* TEXTE EXTRAIT:
────────────────────────────────────────
Une autre économie est possible, plus juste, plus équitable, et plus respectueuse du monde. Une économie globale, pensée en écosystèmes. Développée depuis les débuts des années 1970, les thèses de l’économie écologique reconnaissent le rôle primordial de l’environnement naturel sur les activités humaines.
Nous vivons dans un monde plein. Plein d’êtres humains et plein d’objets. Et dans un monde fini, borné par les frontières physiques, minérales, végétales et animales, de notre planète. C’est une situation nouvelle et sans précédent, marquée par l’instabilité et la dégradation de nos conditions de vie, avec es risques de rupture et d’effondrement réel de nos sociétés. Deux rapports de 2012 soulignent ces réalités, l’un provient des Nations unies et l’autre du Club de Rome-Chapitre européen.
Leurs analyses éclairantes
pointes les limites du système économique actuel et les changements à mettre en
œuvre. Car il est possible de faire autrement. C’est l’approche de « l’économie
écologique », un vaste projet de refonte de nos modèles économiques au
service du bien-être humain durable.
Le renversement de
perspective est d’abord fondamental. Il s’agit de remettre l’économie à sa
juste place. « L’économie écologique considère l’économie comme un
sous-système intégré des cultures et des sociétés, elles-mêmes imbriquées dans
la géobiosphère », expliquent les auteurs de Vivement 2050 ! Programme pour une économie soutenable et
désirable, un ouvrage publié par les Nations unies en 2012. L’économie
écologique dépend de l’infrastructure sociale tandis que les sociétés humaines
reposent sur la présence d’écosystèmes durables. Bref, sans environnement, pas
de civilisation humaine, donc pas d’économie.
────────────────────────────────────────
* DONNÉES FOURNIES:
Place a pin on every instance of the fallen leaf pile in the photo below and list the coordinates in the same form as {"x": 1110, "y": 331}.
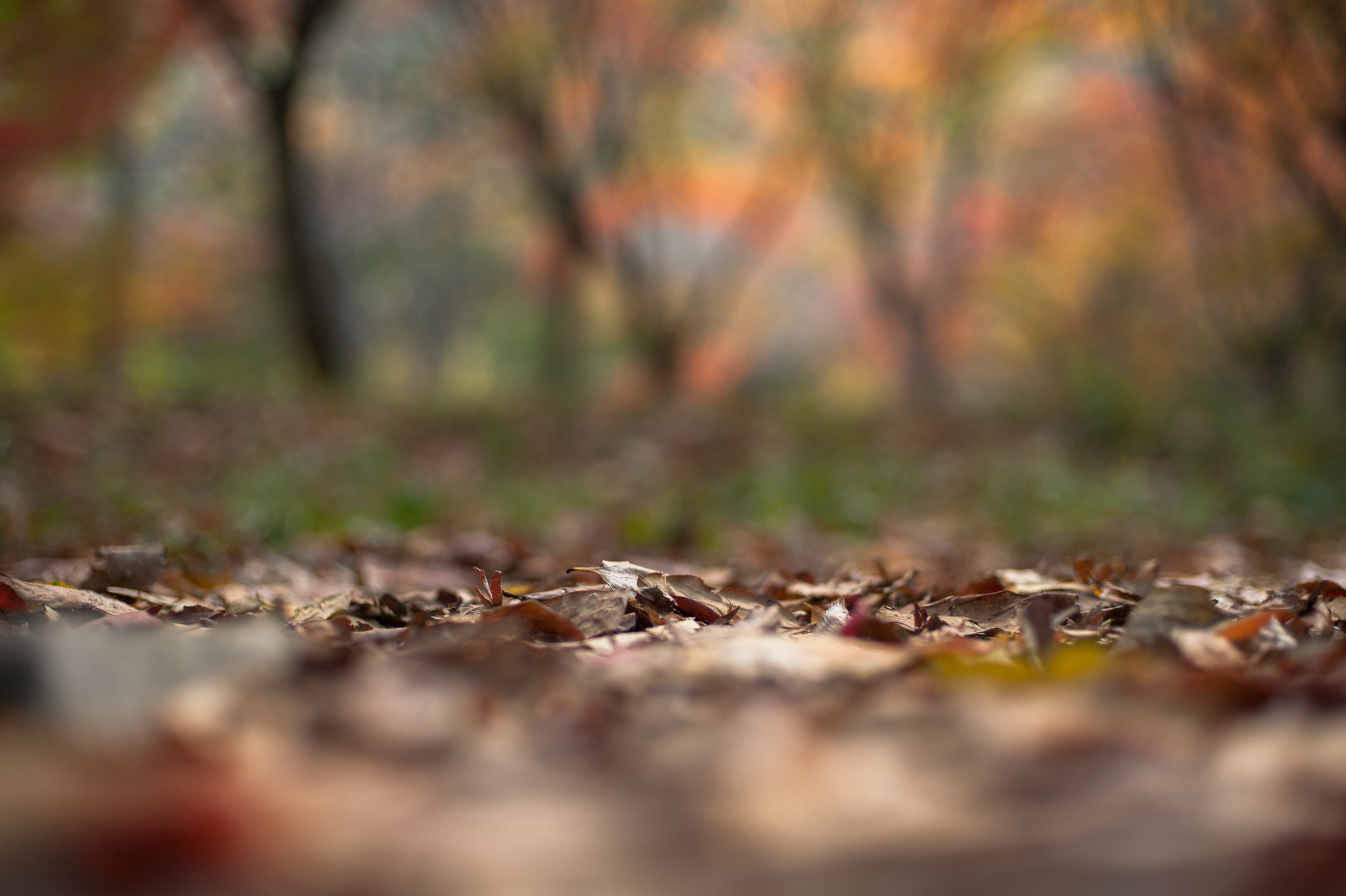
────────────────────────────────────────
* DÉFI:
Pouvez-vous recopier en entier, à l'identique, l'extrait sur l'économie écologique ?

* RÉPONSE PRODUITE:
Une autre économie est possible, plus juste, plus équitable, et plus respectueuse du monde. Une économie globale, pensée en écosystèmes. Développée depuis les débuts des années 1970, les thèses de l’économie écologique reconnaissent le rôle primordial de l’environnement naturel sur les activités humaines.
Nous vivons dans un monde plein. Plein d’êtres humains et plein d’objets. Et dans un monde fini, borné par les frontières physiques, minérales, végétales et animales, de notre planète. C’est une situation nouvelle et sans précédent, marquée par l’instabilité et la dégradation de nos conditions de vie, avec es risques de rupture et d’effondrement réel de nos sociétés. Deux rapports de 2012 soulignent ces réalités, l’un provient des Nations unies et l’autre du Club de Rome-Chapitre européen.
Leurs analyses éclairantes
pointes les limites du système économique actuel et les changements à mettre en
œuvre. Car il est possible de faire autrement. C’est l’approche de « l’économie
écologique », un vaste projet de refonte de nos modèles économiques au
service du bien-être humain durable.
Le renversement de
perspective est d’abord fondamental. Il s’agit de remettre l’économie à sa
juste place. « L’économie écologique considère l’économie comme un
sous-système intégré des cultures et des sociétés, elles-mêmes imbriquées dans
la géobiosphère », expliquent les auteurs de Vivement 2050 ! Programme pour une économie soutenable et
désirable, un ouvrage publié par les Nations unies en 2012. L’économie
écologique dépend de l’infrastructure sociale tandis que les sociétés humaines
reposent sur la présence d’écosystèmes durables. Bref, sans environnement, pas
de civilisation humaine, donc pas d’économie.